## Document excerpt
I have generated a random forest classification model using RDKit Morgan fingerprints (1024).
I have found the most important bits contributing to the model e.g. Bit 709.
Is there an easy way to find out the corresponding structural fragment/atom from the given bit?
We don’t currently have a KNIME node for this, but if you are also using Python, I can share a workflow that uses the RDKit Python integration to generate images of molecules with the morgan bits highlighted.
Thanks for you reply.
Yes, that would be very helpful if you could share this.
Here’s an example workflow showing how to use the Python scripting node to get the information about fingerprint bits and pass it along to an RDKit Molecule Highlighting node:
Note that you will need to have an RDKit install in the Python environment that KNIME is using.
If you’re using Anaconda python (and I really, really recommend that you do), you can do this by activating the environment that KNIME is using and then doing;
conda install -c rdkit rdkit
I hope this helps,
Many thanks for sharing this.
I am able to run it. Really helpful!
Sorry to bother again but how can I extract these images from the table in high resolution for report/presentation?
I am new to knime, may be there are specific nodes for this?
That’s an interesting question, and I don’t know the answer.
The images are SVG, so you they can be used at essentially any resolution, but I don’t know how to export them to a file.
Since that’s not RDKit specific, it might be a good idea to ask on the main forum if anyone knows how to export SVG cells to files.
Thanks for the suggestion, I’ll post my query there.

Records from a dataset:

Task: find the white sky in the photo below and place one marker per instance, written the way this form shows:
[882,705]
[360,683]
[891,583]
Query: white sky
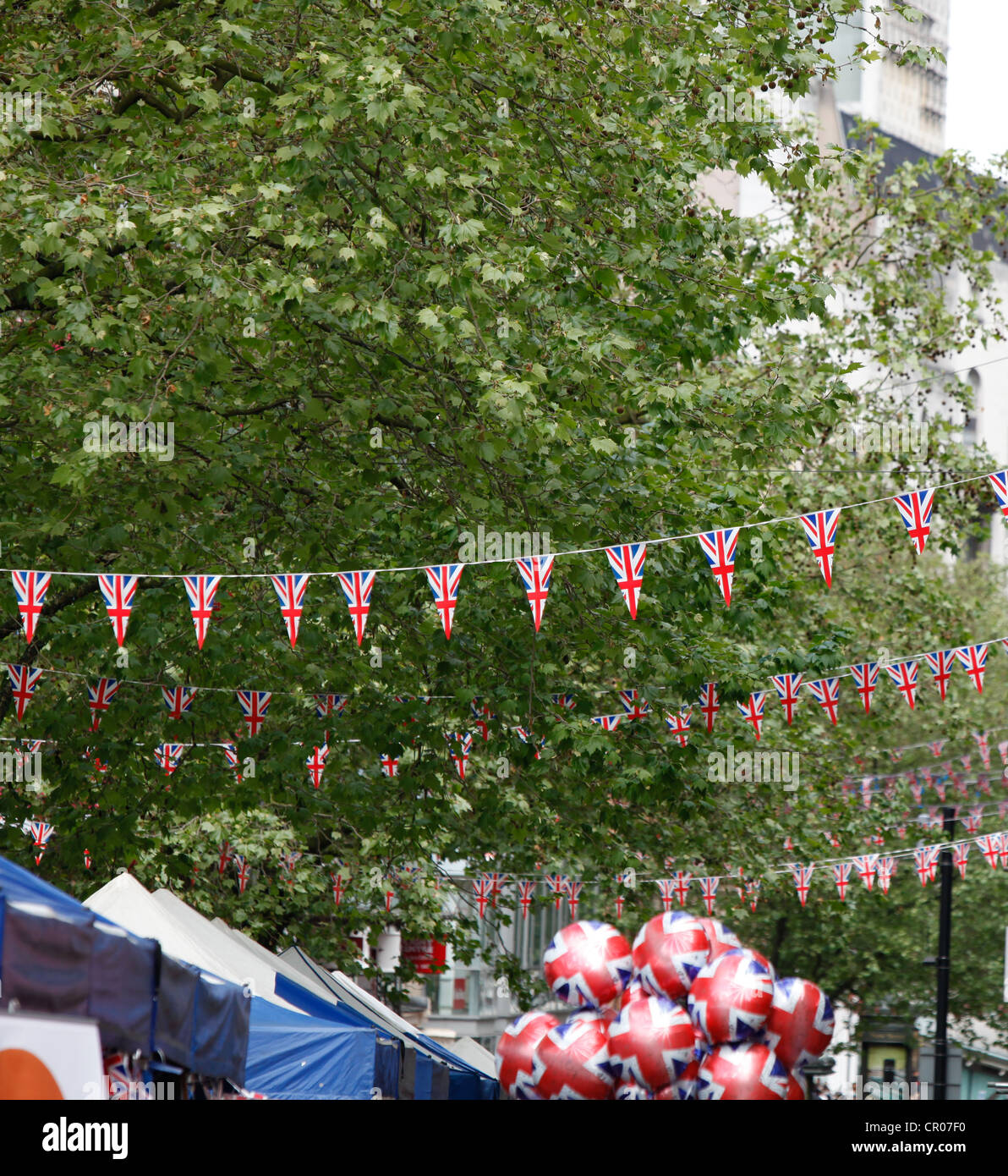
[977,73]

## Task requirements
1. List each distinct software name that is written with a capital letter in the forum thread on Morgan fingerprint bits.
2. In the forum thread on Morgan fingerprint bits, repeat everything from "Thanks for you" down to "it. Really helpful!".

## Responses by task
1. RDKit, KNIME, Python, Anaconda

2.
Thanks for you reply.
Yes, that would be very helpful if you could share this.
Here’s an example workflow showing how to use the Python scripting node to get the information about fingerprint bits and pass it along to an RDKit Molecule Highlighting node:
Note that you will need to have an RDKit install in the Python environment that KNIME is using.
If you’re using Anaconda python (and I really, really recommend that you do), you can do this by activating the environment that KNIME is using and then doing;
conda install -c rdkit rdkit
I hope this helps,
Many thanks for sharing this.
I am able to run it. Really helpful!